GIVEN PASSAGE ->
====
By Eric Peterson | Jul 11, 2022
RF-based temperature sensors
A longtime leader in RF science at the University of Colorado Boulder, Popovic was one of the inventors behind the wearable sensor LumenAstra is now commercializing.
Her Microwave and Radio Frequency Research Group developed the now-patented technology to accurately internal body temperatures below the skin.
The idea stemmed from a problem the U.S. military was having trouble detecting: potentially fatal heat stress. "They were having soldiers drop dead in Afghanistan due to heat stress," says Pollock. "You've probably also heard of football players in Tennessee and Texas dropping dead on the field at practices."
While others struggled, Popovic's group found a solution rooted in RF telescopy. "We realized if we work in the near field, the regular things that apply to the far field don't apply," she says. "We can sense at a depth inside the body."
Pollock, a self-described "high-tech geek," calls LumenAstra a return to his roots. "I did a little volunteer thing at the Tech Transfer Office at University of Colorado, where I was called entrepreneur-in-residence. I worked with faculty that had patents, ideas, and inventions to figure out: Is it commercializable? How would you go about commercializing it?"
LumenAstra's wearable sensor "is like a bandage you can stick anywhere on your body and it'll measure internal temperatures several centimeters below the skin," says Pollock. "It's a very tiny radio telescope that's aimed three centimeters into your body instead of 10,000 light years away, figuring out the temperature of a star. . . . So we can directly measure brain temperature, which is impossible to do without cutting into the skull. We can measure tumor temperatures, circadian rhythm for fertility prediction. There's a lot of interesting applications coming out of it."
====
ACTIVITY 1 -> Translate this sentence from the article on RF-based temperature sensors into Spanish: "We can sense at a depth inside the body."
ACTIVITY 2 -> Extract everything from "By Eric Peterson" down to "below the skin." in the article on RF-based temperature sensors, keeping the wording unchanged.
The rows that come after the article on RF-based temperature sensors are separate material.
====
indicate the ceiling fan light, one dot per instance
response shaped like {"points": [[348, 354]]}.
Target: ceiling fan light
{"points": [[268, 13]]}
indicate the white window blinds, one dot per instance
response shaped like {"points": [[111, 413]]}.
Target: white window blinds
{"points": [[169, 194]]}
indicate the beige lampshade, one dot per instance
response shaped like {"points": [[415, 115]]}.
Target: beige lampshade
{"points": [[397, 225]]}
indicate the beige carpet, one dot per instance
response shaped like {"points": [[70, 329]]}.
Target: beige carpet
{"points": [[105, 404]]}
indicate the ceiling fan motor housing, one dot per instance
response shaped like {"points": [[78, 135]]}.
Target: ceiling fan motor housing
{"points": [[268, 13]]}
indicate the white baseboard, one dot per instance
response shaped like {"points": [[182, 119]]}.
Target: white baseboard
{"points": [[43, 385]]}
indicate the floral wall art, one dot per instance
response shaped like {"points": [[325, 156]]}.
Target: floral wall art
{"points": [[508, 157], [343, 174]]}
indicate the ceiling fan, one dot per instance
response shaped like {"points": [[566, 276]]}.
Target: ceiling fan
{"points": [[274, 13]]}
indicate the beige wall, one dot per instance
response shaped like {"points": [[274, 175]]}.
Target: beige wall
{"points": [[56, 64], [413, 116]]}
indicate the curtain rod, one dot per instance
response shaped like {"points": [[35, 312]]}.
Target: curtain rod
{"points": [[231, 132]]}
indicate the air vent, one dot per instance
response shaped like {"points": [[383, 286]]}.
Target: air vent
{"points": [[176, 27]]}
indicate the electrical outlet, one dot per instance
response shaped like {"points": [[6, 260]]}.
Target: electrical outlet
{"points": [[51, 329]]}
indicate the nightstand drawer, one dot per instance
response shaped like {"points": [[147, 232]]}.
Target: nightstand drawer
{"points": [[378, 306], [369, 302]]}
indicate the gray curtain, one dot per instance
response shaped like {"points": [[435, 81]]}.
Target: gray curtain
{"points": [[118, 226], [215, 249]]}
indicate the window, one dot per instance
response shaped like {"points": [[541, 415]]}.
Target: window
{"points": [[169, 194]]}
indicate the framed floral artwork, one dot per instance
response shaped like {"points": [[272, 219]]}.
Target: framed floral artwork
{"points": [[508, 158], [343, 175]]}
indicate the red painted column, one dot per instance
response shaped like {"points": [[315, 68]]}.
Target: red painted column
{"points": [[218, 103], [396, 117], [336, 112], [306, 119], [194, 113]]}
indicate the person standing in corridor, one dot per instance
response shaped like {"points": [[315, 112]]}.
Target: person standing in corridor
====
EXERCISE RESULT 1 -> Podemos detectar a cierta profundidad dentro del cuerpo.

EXERCISE RESULT 2 ->
By Eric Peterson | Jul 11, 2022
RF-based temperature sensors
A longtime leader in RF science at the University of Colorado Boulder, Popovic was one of the inventors behind the wearable sensor LumenAstra is now commercializing.
Her Microwave and Radio Frequency Research Group developed the now-patented technology to accurately internal body temperatures below the skin.